## Exercise description
Rewrite the lines of every listing, replacing each "positive clicks" with "foreground clicks" and keeping everything else the same.

(Records begins)

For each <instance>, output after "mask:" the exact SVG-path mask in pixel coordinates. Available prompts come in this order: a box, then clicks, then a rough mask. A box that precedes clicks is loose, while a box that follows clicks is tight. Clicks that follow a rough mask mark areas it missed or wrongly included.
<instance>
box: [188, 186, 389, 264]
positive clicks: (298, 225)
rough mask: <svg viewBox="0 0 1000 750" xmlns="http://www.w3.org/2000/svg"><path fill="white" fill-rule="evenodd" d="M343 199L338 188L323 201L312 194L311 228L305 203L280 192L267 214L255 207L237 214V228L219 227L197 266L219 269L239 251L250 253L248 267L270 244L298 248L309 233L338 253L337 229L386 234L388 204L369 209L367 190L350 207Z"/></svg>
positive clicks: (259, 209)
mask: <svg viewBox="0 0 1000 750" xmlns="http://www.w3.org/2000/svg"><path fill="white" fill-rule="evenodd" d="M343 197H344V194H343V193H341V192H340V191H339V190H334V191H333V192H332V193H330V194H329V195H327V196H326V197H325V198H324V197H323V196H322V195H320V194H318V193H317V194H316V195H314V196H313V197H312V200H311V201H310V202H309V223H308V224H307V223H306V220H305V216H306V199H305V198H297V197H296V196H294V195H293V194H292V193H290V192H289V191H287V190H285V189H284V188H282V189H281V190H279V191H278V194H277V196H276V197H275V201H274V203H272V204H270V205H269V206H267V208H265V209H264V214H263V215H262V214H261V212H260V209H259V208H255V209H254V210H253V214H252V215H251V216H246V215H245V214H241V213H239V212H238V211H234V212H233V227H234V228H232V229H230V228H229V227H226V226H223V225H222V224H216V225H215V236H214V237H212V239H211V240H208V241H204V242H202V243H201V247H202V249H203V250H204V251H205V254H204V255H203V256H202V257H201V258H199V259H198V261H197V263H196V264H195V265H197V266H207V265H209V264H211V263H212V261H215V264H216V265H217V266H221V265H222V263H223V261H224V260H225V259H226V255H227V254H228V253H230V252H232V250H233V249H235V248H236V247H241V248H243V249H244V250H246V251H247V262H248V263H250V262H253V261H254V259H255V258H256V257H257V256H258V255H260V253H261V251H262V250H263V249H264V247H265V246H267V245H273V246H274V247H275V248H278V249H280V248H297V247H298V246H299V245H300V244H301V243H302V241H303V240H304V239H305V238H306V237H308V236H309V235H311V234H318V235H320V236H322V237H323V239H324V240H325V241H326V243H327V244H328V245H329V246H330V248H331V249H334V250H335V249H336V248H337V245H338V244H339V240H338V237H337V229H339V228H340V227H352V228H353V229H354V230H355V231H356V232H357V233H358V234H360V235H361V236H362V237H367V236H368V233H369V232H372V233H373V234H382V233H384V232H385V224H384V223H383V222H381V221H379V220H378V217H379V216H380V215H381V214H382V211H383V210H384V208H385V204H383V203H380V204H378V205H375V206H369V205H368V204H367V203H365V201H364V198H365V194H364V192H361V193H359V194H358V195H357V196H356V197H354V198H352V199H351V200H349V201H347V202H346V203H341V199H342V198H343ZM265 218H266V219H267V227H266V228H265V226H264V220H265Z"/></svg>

(Records ends)

## Written response
For each <instance>, output after "mask:" the exact SVG-path mask in pixel coordinates. Available prompts come in this order: a box, then clicks, then a rough mask. A box that precedes clicks is loose, while a box that follows clicks is tight. Clicks that follow a rough mask mark areas it missed or wrongly included.
<instance>
box: [188, 186, 389, 264]
foreground clicks: (298, 225)
rough mask: <svg viewBox="0 0 1000 750" xmlns="http://www.w3.org/2000/svg"><path fill="white" fill-rule="evenodd" d="M343 199L338 188L323 201L312 194L311 228L305 203L280 192L267 214L255 207L237 214V228L219 227L197 266L219 269L239 251L250 253L248 267L270 244L298 248L309 233L338 253L337 229L386 234L388 204L369 209L367 190L350 207Z"/></svg>
foreground clicks: (259, 209)
mask: <svg viewBox="0 0 1000 750" xmlns="http://www.w3.org/2000/svg"><path fill="white" fill-rule="evenodd" d="M343 197H344V194H343V193H341V192H340V191H339V190H334V191H333V192H332V193H330V194H329V195H327V196H326V197H325V198H324V197H323V196H322V195H320V194H318V193H317V194H316V195H314V196H313V197H312V200H311V201H310V202H309V223H308V224H307V223H306V220H305V216H306V199H305V198H297V197H296V196H294V195H293V194H292V193H290V192H289V191H287V190H285V189H284V188H282V189H281V190H279V191H278V194H277V196H276V197H275V201H274V203H272V204H270V205H269V206H267V208H265V209H264V214H263V215H262V214H261V212H260V209H259V208H255V209H254V210H253V214H252V215H251V216H246V215H245V214H241V213H239V212H238V211H234V212H233V227H234V228H232V229H230V228H229V227H226V226H223V225H222V224H216V225H215V236H214V237H212V239H211V240H208V241H204V242H202V243H201V247H202V249H203V250H204V251H205V254H204V255H203V256H202V257H201V258H199V259H198V261H197V263H196V264H195V265H197V266H207V265H209V264H211V263H212V261H215V264H216V265H217V266H221V265H222V263H223V261H224V260H225V259H226V255H227V254H228V253H230V252H232V250H233V249H235V248H236V247H241V248H243V249H244V250H246V251H247V262H248V263H250V262H253V261H254V259H255V258H256V257H257V256H258V255H260V253H261V251H262V250H263V249H264V247H265V246H267V245H273V246H274V247H275V248H278V249H280V248H297V247H298V246H299V245H300V244H301V243H302V241H303V240H304V239H305V238H306V237H308V236H309V235H311V234H318V235H320V236H322V237H323V239H324V240H325V241H326V243H327V244H328V245H329V246H330V248H331V249H334V250H335V249H336V248H337V245H338V244H339V240H338V237H337V229H339V228H340V227H352V228H353V229H354V230H355V231H356V232H357V233H358V234H360V235H361V236H362V237H367V236H368V233H369V232H372V233H373V234H382V233H384V232H385V224H384V223H383V222H381V221H379V220H378V217H379V216H380V215H381V214H382V211H383V210H384V208H385V204H383V203H380V204H378V205H375V206H369V205H368V204H367V203H365V201H364V198H365V194H364V192H361V193H359V194H358V195H357V196H356V197H354V198H352V199H351V200H349V201H347V202H346V203H341V199H342V198H343ZM265 218H266V219H267V227H266V228H265V226H264V220H265Z"/></svg>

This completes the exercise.